- **What is required**: Swap "traffic system" for "mapping tool" in all of the lines below, and keep the rest unchanged.

(Region labeling records)
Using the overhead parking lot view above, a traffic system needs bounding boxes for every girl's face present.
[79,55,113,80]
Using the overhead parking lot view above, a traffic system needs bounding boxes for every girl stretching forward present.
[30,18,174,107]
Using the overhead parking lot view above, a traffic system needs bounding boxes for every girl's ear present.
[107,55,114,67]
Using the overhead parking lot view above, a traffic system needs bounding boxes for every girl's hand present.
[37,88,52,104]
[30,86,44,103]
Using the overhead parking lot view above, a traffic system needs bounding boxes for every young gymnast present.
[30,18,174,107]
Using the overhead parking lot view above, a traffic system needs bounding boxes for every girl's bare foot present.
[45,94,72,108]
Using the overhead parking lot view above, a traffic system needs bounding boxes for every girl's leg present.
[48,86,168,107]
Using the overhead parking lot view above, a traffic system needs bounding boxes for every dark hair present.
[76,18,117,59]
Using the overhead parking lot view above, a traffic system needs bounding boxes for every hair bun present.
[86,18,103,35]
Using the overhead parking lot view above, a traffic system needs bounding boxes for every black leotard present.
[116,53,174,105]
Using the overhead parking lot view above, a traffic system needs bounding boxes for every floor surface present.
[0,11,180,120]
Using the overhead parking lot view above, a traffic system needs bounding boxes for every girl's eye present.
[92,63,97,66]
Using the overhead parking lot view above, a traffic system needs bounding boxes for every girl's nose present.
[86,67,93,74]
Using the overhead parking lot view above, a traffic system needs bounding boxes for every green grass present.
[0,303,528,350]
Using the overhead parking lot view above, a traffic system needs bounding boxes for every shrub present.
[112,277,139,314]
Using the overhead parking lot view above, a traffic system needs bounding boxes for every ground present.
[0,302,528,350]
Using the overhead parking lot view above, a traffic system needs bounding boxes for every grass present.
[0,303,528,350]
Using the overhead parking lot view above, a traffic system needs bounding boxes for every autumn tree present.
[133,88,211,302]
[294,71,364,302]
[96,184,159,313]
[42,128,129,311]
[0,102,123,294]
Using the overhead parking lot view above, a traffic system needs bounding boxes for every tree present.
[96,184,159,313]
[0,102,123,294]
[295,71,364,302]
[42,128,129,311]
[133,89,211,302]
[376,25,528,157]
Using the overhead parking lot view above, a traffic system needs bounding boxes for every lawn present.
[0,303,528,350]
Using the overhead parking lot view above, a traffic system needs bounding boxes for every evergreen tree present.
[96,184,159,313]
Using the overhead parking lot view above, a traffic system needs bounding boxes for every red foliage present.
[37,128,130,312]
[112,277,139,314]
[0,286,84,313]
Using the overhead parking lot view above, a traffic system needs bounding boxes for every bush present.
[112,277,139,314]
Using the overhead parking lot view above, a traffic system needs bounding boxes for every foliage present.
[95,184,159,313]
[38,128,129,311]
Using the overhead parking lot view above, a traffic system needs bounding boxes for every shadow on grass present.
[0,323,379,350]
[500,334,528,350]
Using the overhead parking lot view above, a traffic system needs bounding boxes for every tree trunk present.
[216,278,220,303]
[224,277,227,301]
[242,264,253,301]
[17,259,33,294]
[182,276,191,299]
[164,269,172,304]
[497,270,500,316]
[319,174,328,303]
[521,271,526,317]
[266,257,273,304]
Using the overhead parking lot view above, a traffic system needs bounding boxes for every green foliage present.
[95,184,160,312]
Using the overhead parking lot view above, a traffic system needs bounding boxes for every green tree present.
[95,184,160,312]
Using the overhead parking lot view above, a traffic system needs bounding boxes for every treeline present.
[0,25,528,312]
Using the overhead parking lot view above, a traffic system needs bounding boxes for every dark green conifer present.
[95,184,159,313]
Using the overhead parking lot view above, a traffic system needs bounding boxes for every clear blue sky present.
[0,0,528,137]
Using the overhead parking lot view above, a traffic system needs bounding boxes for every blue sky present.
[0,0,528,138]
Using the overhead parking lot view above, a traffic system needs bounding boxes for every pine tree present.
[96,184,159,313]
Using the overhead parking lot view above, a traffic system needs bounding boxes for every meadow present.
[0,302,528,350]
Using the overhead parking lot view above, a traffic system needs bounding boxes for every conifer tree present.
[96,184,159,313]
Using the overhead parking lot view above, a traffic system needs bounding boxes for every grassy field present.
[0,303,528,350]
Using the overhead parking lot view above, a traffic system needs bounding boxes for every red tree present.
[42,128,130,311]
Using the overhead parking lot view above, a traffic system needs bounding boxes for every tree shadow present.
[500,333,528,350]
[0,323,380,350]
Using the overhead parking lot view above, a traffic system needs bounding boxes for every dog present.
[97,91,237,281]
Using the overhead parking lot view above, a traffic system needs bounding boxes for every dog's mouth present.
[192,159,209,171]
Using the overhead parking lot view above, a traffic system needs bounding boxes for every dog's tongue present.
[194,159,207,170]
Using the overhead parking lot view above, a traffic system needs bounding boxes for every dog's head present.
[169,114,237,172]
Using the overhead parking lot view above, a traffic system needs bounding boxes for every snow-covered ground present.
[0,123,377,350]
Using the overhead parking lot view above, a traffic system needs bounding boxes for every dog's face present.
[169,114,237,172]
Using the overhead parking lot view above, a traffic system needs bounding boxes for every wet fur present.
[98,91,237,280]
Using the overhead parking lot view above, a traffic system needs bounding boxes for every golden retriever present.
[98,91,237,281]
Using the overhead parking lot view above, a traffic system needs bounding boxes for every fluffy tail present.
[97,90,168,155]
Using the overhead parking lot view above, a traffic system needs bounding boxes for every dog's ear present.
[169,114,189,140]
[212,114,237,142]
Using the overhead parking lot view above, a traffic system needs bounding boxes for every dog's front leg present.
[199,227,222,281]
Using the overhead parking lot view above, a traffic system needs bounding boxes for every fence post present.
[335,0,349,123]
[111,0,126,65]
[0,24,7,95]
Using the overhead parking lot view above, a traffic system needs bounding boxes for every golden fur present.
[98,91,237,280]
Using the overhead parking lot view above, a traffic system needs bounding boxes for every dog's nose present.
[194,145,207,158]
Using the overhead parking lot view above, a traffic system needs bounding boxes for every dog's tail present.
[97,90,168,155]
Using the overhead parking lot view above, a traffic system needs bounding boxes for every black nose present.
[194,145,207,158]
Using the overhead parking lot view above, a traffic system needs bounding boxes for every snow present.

- **Task response**:
Using the overhead parking lot view above, a mapping tool needs bounding boxes for every girl's face present.
[79,55,113,80]
Using the overhead parking lot view above, a mapping tool needs bounding boxes for every girl stretching forward present.
[30,18,174,107]
Using the overhead parking lot view above, a mapping tool needs bounding boxes for every girl's ear present.
[107,55,114,67]
Using the overhead parking lot view above, a mapping tool needs bounding boxes for every girl's hand present.
[37,88,52,104]
[30,86,44,103]
Using the overhead parking lot view above, a mapping tool needs bounding boxes for every young gymnast present.
[30,18,174,107]
Using the overhead parking lot view above, a mapping tool needs bounding boxes for every girl's bare foot present.
[45,94,72,108]
Using the overhead parking lot view above, a mapping tool needs bounding boxes for every girl's leg present.
[48,86,168,107]
Using the overhead parking lot view above, a mapping tool needs bounding boxes for every dark hair present.
[76,18,117,59]
Using the overhead parking lot view above, a mapping tool needs bounding boxes for every hair bun present.
[86,18,103,35]
Using the overhead parking lot view above, a mapping tool needs bounding boxes for every black leotard present.
[116,53,174,105]
Using the overhead parking lot view above, a mapping tool needs bounding boxes for every floor surface present.
[0,11,180,120]
Using the overhead parking lot view above, a mapping tool needs bounding boxes for every girl's eye present.
[92,63,97,66]
Using the overhead parking lot view above, a mapping tool needs bounding boxes for every girl's nose present.
[86,67,93,74]
Using the overhead parking lot view above, a mapping tool needs bounding boxes for every green grass present.
[0,303,528,350]
Using the overhead parking lot view above, a mapping tool needs bounding boxes for every shrub present.
[112,277,139,314]
Using the overhead parking lot view above, a mapping tool needs bounding boxes for every ground present.
[0,302,528,350]
Using the overhead parking lot view above, a mapping tool needs bounding boxes for every grass present.
[0,303,528,350]
Using the overhead parking lot view above, a mapping tool needs bounding boxes for every autumn tree present.
[133,88,211,302]
[294,71,364,302]
[96,184,159,313]
[42,128,129,311]
[0,102,123,294]
Using the overhead parking lot view above, a mapping tool needs bounding boxes for every tree present.
[96,184,159,313]
[0,102,123,294]
[295,71,364,302]
[42,128,129,311]
[133,89,211,302]
[376,25,528,157]
Using the overhead parking lot view above, a mapping tool needs bounding boxes for every lawn present.
[0,303,528,350]
Using the overhead parking lot view above, a mapping tool needs bounding boxes for every evergreen tree present.
[96,184,159,313]
Using the overhead parking lot view above, a mapping tool needs bounding boxes for every red foliage present.
[37,128,130,312]
[112,277,139,314]
[0,286,84,313]
Using the overhead parking lot view above, a mapping tool needs bounding boxes for every bush present.
[112,277,139,314]
Using the overhead parking lot view above, a mapping tool needs bounding boxes for every foliage present.
[95,184,159,313]
[38,128,129,311]
Using the overhead parking lot view above, a mapping tool needs bounding boxes for every shadow on grass present.
[0,323,379,350]
[500,334,528,350]
Using the overhead parking lot view above, a mapping tool needs bounding boxes for every tree trunk present.
[216,278,220,303]
[224,277,227,301]
[242,264,253,301]
[17,259,33,294]
[182,276,191,299]
[164,269,172,304]
[497,270,500,316]
[319,174,328,303]
[521,271,526,317]
[266,257,273,304]
Using the overhead parking lot view above, a mapping tool needs bounding boxes for every green foliage present.
[95,184,160,312]
Using the overhead parking lot view above, a mapping tool needs bounding boxes for every green tree present.
[95,184,160,312]
Using the overhead parking lot view above, a mapping tool needs bounding boxes for every treeline present.
[0,25,528,312]
Using the overhead parking lot view above, a mapping tool needs bounding boxes for every dark green conifer present.
[95,184,159,313]
Using the overhead parking lot view above, a mapping tool needs bounding boxes for every clear blue sky present.
[0,0,528,137]
Using the overhead parking lot view above, a mapping tool needs bounding boxes for every blue sky present.
[0,0,528,138]
Using the overhead parking lot view above, a mapping tool needs bounding boxes for every pine tree present.
[96,184,159,313]
Using the overhead parking lot view above, a mapping tool needs bounding boxes for every meadow present.
[0,302,528,350]
Using the overhead parking lot view above, a mapping tool needs bounding boxes for every conifer tree present.
[96,184,159,313]
Using the overhead parking lot view above, a mapping tool needs bounding boxes for every grassy field present.
[0,303,528,350]
Using the overhead parking lot view above, a mapping tool needs bounding boxes for every red tree present.
[42,128,130,311]
Using the overhead parking lot view above, a mapping tool needs bounding boxes for every tree shadow present.
[500,333,528,350]
[0,323,380,350]
Using the overhead parking lot view above, a mapping tool needs bounding boxes for every dog present.
[97,91,237,281]
Using the overhead parking lot view above, a mapping tool needs bounding boxes for every dog's mouth present.
[192,159,209,171]
Using the overhead parking lot view above, a mapping tool needs bounding boxes for every dog's tongue present.
[194,159,207,170]
Using the overhead parking lot view above, a mapping tool needs bounding boxes for every dog's head present.
[169,114,237,172]
Using the overhead parking lot view above, a mapping tool needs bounding boxes for every snow-covered ground present.
[0,123,377,350]
Using the overhead parking lot view above, a mapping tool needs bounding boxes for every dog's face present.
[169,114,237,172]
Using the overhead parking lot view above, a mapping tool needs bounding boxes for every wet fur present.
[98,91,237,280]
Using the overhead parking lot view above, a mapping tool needs bounding boxes for every golden retriever present.
[98,91,237,281]
Using the overhead parking lot view above, a mapping tool needs bounding boxes for every fluffy tail present.
[97,90,168,155]
Using the overhead parking lot view above, a mapping tool needs bounding boxes for every dog's ear present.
[169,114,189,140]
[212,114,237,142]
Using the overhead parking lot view above, a mapping tool needs bounding boxes for every dog's front leg present.
[199,227,222,281]
Using the overhead parking lot view above, a mapping tool needs bounding boxes for every fence post present.
[335,0,349,123]
[111,0,126,65]
[0,24,7,95]
Using the overhead parking lot view above, a mapping tool needs bounding boxes for every golden fur present.
[98,91,237,280]
Using the overhead parking lot view above, a mapping tool needs bounding boxes for every dog's nose present.
[194,145,207,158]
Using the overhead parking lot view above, a mapping tool needs bounding boxes for every dog's tail present.
[97,90,168,155]
Using the overhead parking lot view above, a mapping tool needs bounding boxes for every black nose present.
[194,145,207,158]
Using the overhead parking lot view above, a mapping tool needs bounding boxes for every snow present.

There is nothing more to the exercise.